:: EXTRACT ::
Start of Block

The Polish Criminal Police (Polska Policja Kryminalna) was a non-uniformed, armed and secret formation of auxiliary police, colloquially called “Polish Kripo”, active in the years 1940–1945 in the General Government during the German occupation of Poland.

In 1940, the investigative branch was excluded from the Blue Police and converted into the Polish Criminal Police (Polnische Kriminalpolizei) connected and directly supervised by the German criminal police Kripo. The commander of German Sipo and SD in the General Government, Eberhard Schöngarth, issued a decree ordering all pre-war Polish criminal police officers to report for duty or face execution. The Polish criminal police team was trained at the Security Police School (Sicherheitspolizei) and the Security Service of the Reichsführer SS (SD) in Rabka-Zdrój. It's estimated that there were between 1,790 and 2,800 ethnic Poles in the Polish Kripo units.

End of Block

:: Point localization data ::
Start of Block

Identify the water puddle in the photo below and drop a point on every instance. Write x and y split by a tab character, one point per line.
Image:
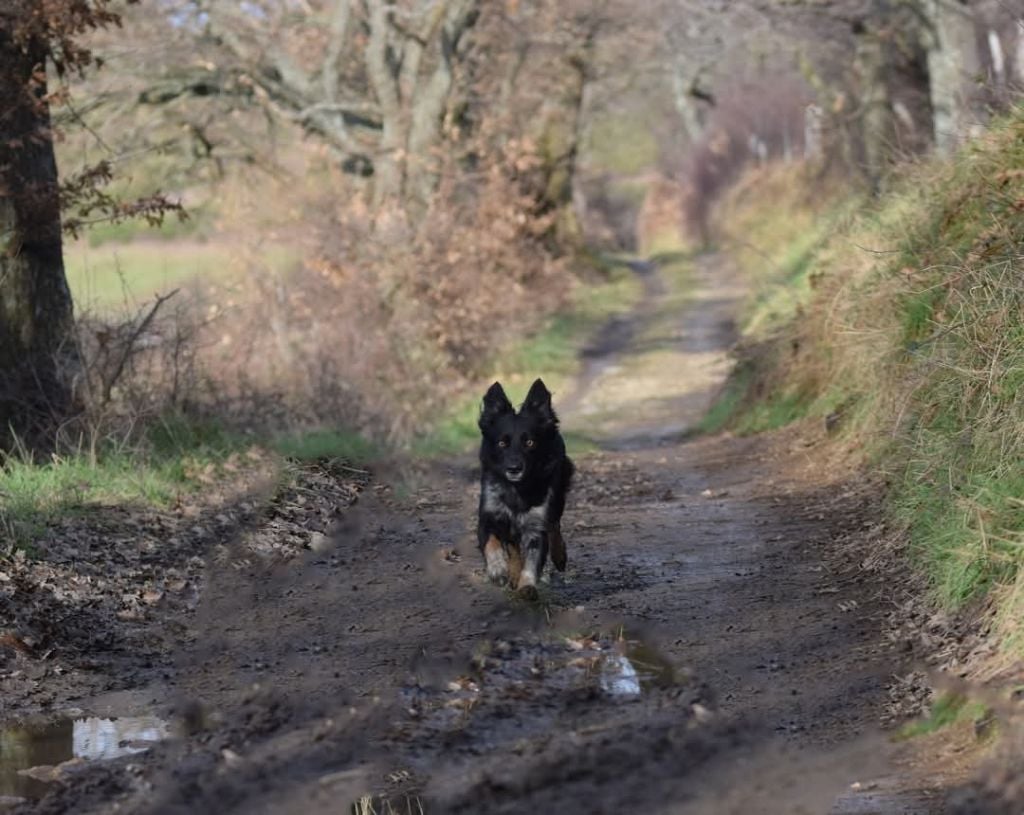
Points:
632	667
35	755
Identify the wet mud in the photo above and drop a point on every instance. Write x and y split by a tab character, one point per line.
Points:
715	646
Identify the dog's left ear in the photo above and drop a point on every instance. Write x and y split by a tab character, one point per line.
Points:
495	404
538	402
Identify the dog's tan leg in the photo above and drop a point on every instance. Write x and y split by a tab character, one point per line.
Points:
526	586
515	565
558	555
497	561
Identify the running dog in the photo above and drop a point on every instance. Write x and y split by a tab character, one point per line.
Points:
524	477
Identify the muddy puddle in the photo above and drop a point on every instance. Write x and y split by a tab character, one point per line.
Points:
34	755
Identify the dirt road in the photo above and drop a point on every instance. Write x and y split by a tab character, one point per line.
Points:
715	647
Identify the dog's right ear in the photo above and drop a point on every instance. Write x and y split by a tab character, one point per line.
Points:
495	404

End of Block
Start of Block

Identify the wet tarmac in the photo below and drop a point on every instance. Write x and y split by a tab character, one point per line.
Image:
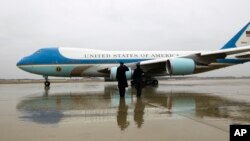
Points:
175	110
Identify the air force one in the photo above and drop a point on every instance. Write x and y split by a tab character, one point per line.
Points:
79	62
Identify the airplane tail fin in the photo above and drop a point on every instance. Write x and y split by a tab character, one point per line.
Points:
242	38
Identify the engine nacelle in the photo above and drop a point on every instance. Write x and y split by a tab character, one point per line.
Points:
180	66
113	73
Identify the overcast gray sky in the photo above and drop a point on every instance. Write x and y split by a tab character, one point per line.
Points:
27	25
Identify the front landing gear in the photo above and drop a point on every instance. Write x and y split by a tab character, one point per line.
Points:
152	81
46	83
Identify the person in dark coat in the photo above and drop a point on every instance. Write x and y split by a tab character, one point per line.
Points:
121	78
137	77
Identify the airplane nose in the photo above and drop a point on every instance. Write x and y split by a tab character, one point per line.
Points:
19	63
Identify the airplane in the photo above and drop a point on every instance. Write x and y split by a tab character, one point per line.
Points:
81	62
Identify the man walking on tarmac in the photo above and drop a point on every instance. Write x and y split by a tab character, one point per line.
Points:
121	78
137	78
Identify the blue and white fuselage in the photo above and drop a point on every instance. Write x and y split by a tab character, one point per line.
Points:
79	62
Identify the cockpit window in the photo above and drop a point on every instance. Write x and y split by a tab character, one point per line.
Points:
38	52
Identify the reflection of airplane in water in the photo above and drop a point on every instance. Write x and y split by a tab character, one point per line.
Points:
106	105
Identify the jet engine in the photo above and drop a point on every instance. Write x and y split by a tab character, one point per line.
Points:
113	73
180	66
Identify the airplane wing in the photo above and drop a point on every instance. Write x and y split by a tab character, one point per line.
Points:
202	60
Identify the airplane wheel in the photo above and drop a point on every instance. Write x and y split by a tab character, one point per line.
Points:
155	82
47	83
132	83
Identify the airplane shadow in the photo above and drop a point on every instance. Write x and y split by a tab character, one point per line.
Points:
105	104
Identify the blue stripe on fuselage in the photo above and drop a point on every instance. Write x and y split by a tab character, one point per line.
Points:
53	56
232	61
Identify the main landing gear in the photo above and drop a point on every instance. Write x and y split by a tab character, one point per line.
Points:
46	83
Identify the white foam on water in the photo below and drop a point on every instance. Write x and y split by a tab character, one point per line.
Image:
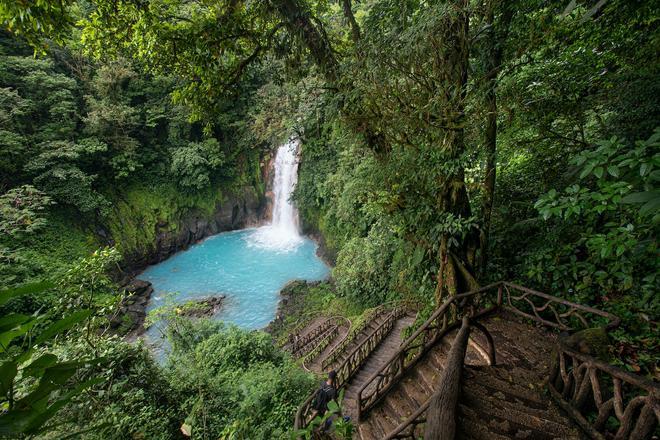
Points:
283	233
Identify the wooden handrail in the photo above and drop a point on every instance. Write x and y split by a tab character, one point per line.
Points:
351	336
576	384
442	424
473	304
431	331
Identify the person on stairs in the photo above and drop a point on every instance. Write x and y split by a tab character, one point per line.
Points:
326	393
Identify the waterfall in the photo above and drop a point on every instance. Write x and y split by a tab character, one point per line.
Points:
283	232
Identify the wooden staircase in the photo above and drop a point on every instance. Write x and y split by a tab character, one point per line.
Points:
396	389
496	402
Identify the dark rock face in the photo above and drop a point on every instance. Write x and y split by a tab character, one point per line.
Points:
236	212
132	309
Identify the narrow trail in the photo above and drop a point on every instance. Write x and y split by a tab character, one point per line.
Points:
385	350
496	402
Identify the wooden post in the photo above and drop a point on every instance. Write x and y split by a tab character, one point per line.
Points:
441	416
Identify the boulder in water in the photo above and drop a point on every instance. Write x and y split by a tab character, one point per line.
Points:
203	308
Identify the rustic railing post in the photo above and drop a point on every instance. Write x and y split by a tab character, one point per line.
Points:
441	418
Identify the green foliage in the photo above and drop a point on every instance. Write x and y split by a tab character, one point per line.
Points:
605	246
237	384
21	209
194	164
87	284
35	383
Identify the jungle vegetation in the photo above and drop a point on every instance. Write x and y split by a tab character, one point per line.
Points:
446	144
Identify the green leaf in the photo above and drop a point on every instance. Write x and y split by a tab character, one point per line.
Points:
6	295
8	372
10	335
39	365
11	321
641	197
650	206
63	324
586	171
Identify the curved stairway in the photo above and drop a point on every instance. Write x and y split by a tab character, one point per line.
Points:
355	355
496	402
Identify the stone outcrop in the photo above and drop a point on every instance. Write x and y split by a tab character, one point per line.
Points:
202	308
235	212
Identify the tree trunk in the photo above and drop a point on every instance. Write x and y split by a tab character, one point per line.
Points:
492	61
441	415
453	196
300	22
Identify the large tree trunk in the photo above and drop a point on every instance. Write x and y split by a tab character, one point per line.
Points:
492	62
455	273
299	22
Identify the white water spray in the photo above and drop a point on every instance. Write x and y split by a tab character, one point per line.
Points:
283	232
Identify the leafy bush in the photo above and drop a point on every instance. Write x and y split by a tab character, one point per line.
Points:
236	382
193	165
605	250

End of Block

:: REQUIREMENT 1 ::
Answer from the passage on the Polish Criminal Police:
(a) In which years was the Polish Criminal Police active?
(b) Where was the Polish criminal police team trained?
(c) How many ethnic Poles are estimated to have served in the Polish Kripo units?
:: REQUIREMENT 2 ::
Write the next part of the passage on the Polish Criminal Police, starting after its last sentence.

:: RESPONSE AREA 1 ::
(a) 1940–1945.
(b) At the Security Police School (Sicherheitspolizei) and the Security Service of the Reichsführer SS (SD) in Rabka-Zdrój.
(c) Between 1,790 and 2,800.

:: RESPONSE AREA 2 ::
The organization of the Polish Criminal Police was analogous to the organization of the German “Kriminalpolizei" and consisted of various police stations. Station 1 dealt with robberies, assaults, murders and sabotage; station 2 - with small thefts; station 3 - with burglary and house thieves; station 4 - moral crimes; station 5 - with internal service, search of Jews in hiding and other wanted persons; station 6 - with registration of wanted persons, station 7 - with forensic technique, and photographic laboratory.